------ RAW DATA ------

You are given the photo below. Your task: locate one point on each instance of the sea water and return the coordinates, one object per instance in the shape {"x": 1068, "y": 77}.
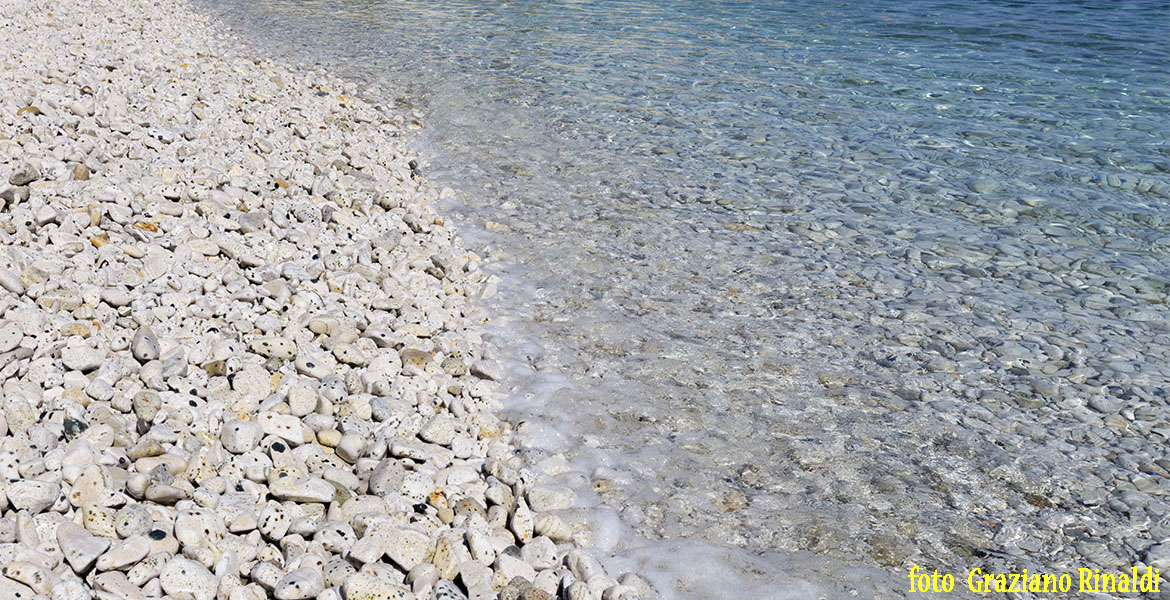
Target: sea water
{"x": 807, "y": 291}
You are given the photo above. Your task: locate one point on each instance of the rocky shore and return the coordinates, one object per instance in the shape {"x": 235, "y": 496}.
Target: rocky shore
{"x": 239, "y": 346}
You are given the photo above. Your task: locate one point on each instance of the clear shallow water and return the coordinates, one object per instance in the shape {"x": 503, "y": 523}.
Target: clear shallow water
{"x": 885, "y": 284}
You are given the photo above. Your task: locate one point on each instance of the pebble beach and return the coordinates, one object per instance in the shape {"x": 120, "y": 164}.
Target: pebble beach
{"x": 591, "y": 301}
{"x": 240, "y": 350}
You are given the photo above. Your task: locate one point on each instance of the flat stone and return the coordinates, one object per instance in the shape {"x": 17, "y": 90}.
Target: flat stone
{"x": 181, "y": 576}
{"x": 300, "y": 585}
{"x": 144, "y": 346}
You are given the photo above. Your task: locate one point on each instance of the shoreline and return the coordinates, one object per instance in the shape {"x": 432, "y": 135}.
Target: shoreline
{"x": 240, "y": 339}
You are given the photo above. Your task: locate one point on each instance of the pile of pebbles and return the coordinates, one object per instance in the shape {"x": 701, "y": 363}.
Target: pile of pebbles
{"x": 238, "y": 346}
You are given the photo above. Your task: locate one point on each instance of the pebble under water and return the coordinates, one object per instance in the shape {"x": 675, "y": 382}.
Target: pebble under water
{"x": 880, "y": 284}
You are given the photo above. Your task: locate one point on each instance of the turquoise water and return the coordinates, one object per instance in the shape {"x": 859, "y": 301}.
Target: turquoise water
{"x": 879, "y": 282}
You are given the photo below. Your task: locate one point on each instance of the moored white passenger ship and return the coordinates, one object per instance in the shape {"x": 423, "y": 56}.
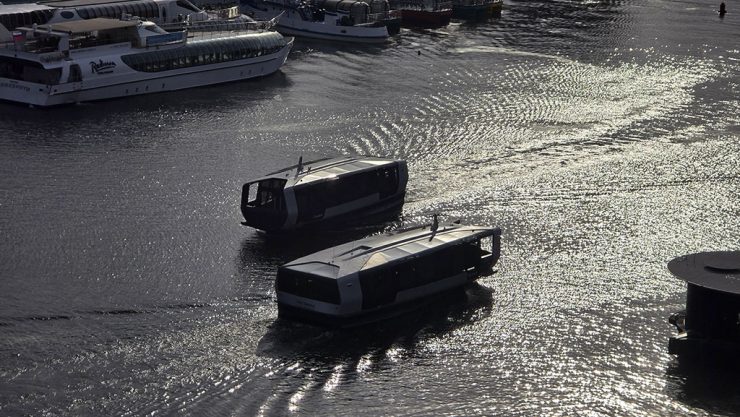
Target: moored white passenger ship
{"x": 102, "y": 58}
{"x": 329, "y": 191}
{"x": 382, "y": 276}
{"x": 338, "y": 20}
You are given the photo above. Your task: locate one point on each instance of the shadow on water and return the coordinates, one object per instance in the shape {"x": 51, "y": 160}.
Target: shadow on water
{"x": 443, "y": 314}
{"x": 305, "y": 46}
{"x": 708, "y": 385}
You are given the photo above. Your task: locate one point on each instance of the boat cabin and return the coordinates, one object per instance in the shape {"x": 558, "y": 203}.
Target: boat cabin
{"x": 710, "y": 325}
{"x": 382, "y": 276}
{"x": 316, "y": 192}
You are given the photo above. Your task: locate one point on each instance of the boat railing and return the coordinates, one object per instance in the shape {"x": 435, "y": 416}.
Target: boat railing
{"x": 475, "y": 2}
{"x": 426, "y": 5}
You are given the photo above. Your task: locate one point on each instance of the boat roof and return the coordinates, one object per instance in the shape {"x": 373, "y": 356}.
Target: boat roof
{"x": 89, "y": 25}
{"x": 76, "y": 3}
{"x": 718, "y": 271}
{"x": 374, "y": 251}
{"x": 328, "y": 168}
{"x": 22, "y": 8}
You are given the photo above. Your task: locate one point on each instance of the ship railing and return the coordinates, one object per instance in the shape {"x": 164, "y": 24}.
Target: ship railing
{"x": 475, "y": 2}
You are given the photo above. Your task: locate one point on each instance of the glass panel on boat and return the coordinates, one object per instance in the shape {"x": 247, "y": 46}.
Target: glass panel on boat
{"x": 307, "y": 285}
{"x": 266, "y": 194}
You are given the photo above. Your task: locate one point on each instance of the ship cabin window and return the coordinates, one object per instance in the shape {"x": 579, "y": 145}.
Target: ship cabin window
{"x": 266, "y": 194}
{"x": 188, "y": 6}
{"x": 205, "y": 53}
{"x": 313, "y": 199}
{"x": 18, "y": 69}
{"x": 307, "y": 285}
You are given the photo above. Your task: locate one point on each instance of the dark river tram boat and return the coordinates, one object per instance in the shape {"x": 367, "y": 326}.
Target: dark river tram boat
{"x": 709, "y": 328}
{"x": 382, "y": 276}
{"x": 333, "y": 190}
{"x": 476, "y": 9}
{"x": 424, "y": 13}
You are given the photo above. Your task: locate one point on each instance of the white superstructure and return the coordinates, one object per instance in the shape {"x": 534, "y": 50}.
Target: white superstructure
{"x": 104, "y": 58}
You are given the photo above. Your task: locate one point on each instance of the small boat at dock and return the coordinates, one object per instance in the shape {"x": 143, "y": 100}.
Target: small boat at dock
{"x": 476, "y": 9}
{"x": 709, "y": 328}
{"x": 338, "y": 20}
{"x": 327, "y": 191}
{"x": 424, "y": 13}
{"x": 382, "y": 276}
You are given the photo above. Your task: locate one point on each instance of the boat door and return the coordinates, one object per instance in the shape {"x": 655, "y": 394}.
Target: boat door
{"x": 75, "y": 76}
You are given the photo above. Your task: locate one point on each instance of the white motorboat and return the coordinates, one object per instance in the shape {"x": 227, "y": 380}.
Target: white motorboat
{"x": 102, "y": 58}
{"x": 161, "y": 12}
{"x": 341, "y": 20}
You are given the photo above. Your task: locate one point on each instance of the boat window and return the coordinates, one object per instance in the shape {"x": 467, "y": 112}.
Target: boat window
{"x": 204, "y": 53}
{"x": 437, "y": 265}
{"x": 18, "y": 69}
{"x": 187, "y": 5}
{"x": 379, "y": 287}
{"x": 310, "y": 201}
{"x": 307, "y": 285}
{"x": 75, "y": 75}
{"x": 388, "y": 181}
{"x": 267, "y": 194}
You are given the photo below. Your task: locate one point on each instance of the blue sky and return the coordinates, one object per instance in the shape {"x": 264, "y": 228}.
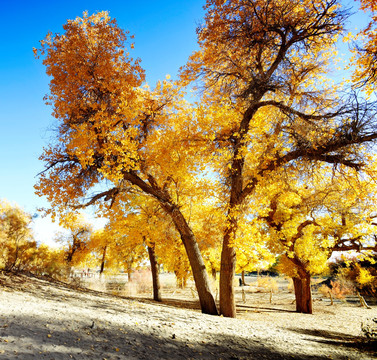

------

> **WHAT TO PRODUCE**:
Pictures are to be dropped; every line of the records is to be returned unchanged.

> **TASK RESPONSE**:
You are given the photo below. Your task: locate one point on each instance of the sea water and return the coordinates, one object per instance in the shape {"x": 1068, "y": 77}.
Target: sea water
{"x": 807, "y": 291}
You are given the photo above. Your task: locate one point on each instance of the rocky shore and return the coordinates, one object per instance in the shape {"x": 235, "y": 496}.
Target: rocky shore
{"x": 239, "y": 346}
You are given the photo above. Your task: locate one point on each instance of the clear shallow water and return the coordinates, one object per instance in the shape {"x": 503, "y": 523}.
Target: clear shallow water
{"x": 885, "y": 284}
You are given the photo above. Your task: locate one point on each instance of the pebble beach and return the coordinates, one object per instance in the shape {"x": 120, "y": 164}.
Target: pebble beach
{"x": 591, "y": 301}
{"x": 240, "y": 350}
You are given the photo above. Your task: locate one point on each instance of the flat stone and return the coordinates, one object per instance in the shape {"x": 17, "y": 90}.
Target: flat stone
{"x": 181, "y": 576}
{"x": 300, "y": 585}
{"x": 144, "y": 346}
You are given the photo above. Your task: locate one point on each instance of the shoreline and return the coordinates, one object per instance in the shape {"x": 432, "y": 135}.
Target: shoreline
{"x": 240, "y": 339}
You are given the photo above. Your task: locate one point on each instance of the pile of pebbles and return the coordinates, one object per instance in the shape {"x": 701, "y": 363}.
Target: pile of pebbles
{"x": 238, "y": 346}
You are given the photo above. Your task: locate one point on each instance of the pebble under water and return the coordinates, one object per instance in the shape {"x": 675, "y": 382}.
Target: pebble under water
{"x": 880, "y": 284}
You are given the photo above. Your task: locate one point on each instance of the turquoise water and return the coordinates, one object per instance in the shape {"x": 859, "y": 301}.
Target: turquoise water
{"x": 879, "y": 282}
You are given the photo below. Your task: locate one point on each instance of the moored white passenger ship and return the coordinates, one object per instance in the shape {"x": 423, "y": 56}.
Target: moored white passenger ship
{"x": 102, "y": 58}
{"x": 329, "y": 191}
{"x": 382, "y": 276}
{"x": 338, "y": 20}
You are given the photo above. Your task: locate one point on each instance of the shadow on water and return the coordinates, one object per instance in the shape {"x": 51, "y": 160}.
Target: shadow on water
{"x": 443, "y": 314}
{"x": 305, "y": 46}
{"x": 708, "y": 385}
You are given the photo above. Your task: locate one point on each instance of the boat cabin and return the coordinates, one object per instance in the shape {"x": 558, "y": 203}.
Target: boat cabin
{"x": 710, "y": 325}
{"x": 382, "y": 276}
{"x": 316, "y": 192}
You are given the photo above. Your task: locate one point on each instance of the boat railing and return the coordinates, one object per instance in the shape {"x": 435, "y": 416}.
Target: boat railing
{"x": 475, "y": 2}
{"x": 426, "y": 5}
You are given the photo above. Your task: locate one point on each instance of the boat roof and return the coordinates, one object per instance in the shape {"x": 373, "y": 356}.
Target: boat roof
{"x": 89, "y": 25}
{"x": 76, "y": 3}
{"x": 718, "y": 271}
{"x": 374, "y": 251}
{"x": 328, "y": 168}
{"x": 22, "y": 8}
You are given the photo above. Your task: locate one point on each instance of the ship railing and return the coordinates, one object per instance in the shape {"x": 164, "y": 24}.
Target: ship railing
{"x": 475, "y": 2}
You are given the photo above. Your task: locate one point on each instance of the glass panel on boat and return the coordinates, one object per instance in the shape {"x": 247, "y": 46}.
Target: glass panel on boat
{"x": 307, "y": 285}
{"x": 266, "y": 194}
You are given the photo above. Your task: locate one point on each instance of the ship cabin window and return the coordinates, one object per instance in the shape {"x": 579, "y": 145}.
Target: ship cabin window
{"x": 266, "y": 194}
{"x": 188, "y": 6}
{"x": 205, "y": 53}
{"x": 313, "y": 199}
{"x": 18, "y": 69}
{"x": 307, "y": 285}
You are given the photo above. Your task: locate one point on each instance of the dark river tram boat and return the coordinates, one object per instance in the shape {"x": 367, "y": 326}.
Target: dark river tram boat
{"x": 709, "y": 328}
{"x": 382, "y": 276}
{"x": 333, "y": 190}
{"x": 476, "y": 9}
{"x": 424, "y": 13}
You are given the photo above. Your task: locate one point on each instance of the white superstructure and return the coordinates, one object per instance in the shape {"x": 534, "y": 50}.
Target: white superstructure
{"x": 104, "y": 58}
You are given the photo above. Your task: locate one point on each instance of the small boat at dock and return the coordinates, one object per instance in the shape {"x": 143, "y": 100}.
Target: small boat at dock
{"x": 476, "y": 9}
{"x": 709, "y": 328}
{"x": 338, "y": 20}
{"x": 327, "y": 191}
{"x": 424, "y": 13}
{"x": 382, "y": 276}
You are given the photo above. Your task: locate one point on each instance of the boat door and return the coordinates, one object per instance in the shape {"x": 655, "y": 394}.
Target: boat door
{"x": 75, "y": 76}
You are given the photo above. Your task: locate one point on each instance of the white motorboat and return the coordinates, one object per instance in the shape {"x": 227, "y": 380}.
Target: white motorboat
{"x": 102, "y": 58}
{"x": 161, "y": 12}
{"x": 341, "y": 20}
You are given the photo above. Your task: locate one point on each instance of the boat window and return the coordinates, one object per instance in the shape {"x": 467, "y": 112}.
Target: boat window
{"x": 204, "y": 53}
{"x": 437, "y": 265}
{"x": 18, "y": 69}
{"x": 187, "y": 5}
{"x": 379, "y": 287}
{"x": 310, "y": 201}
{"x": 307, "y": 285}
{"x": 75, "y": 75}
{"x": 388, "y": 181}
{"x": 267, "y": 194}
You are given the photo below. Your task: locate one point on each instance of the blue sky and return the coordinates, one object per instance in the shape {"x": 264, "y": 228}.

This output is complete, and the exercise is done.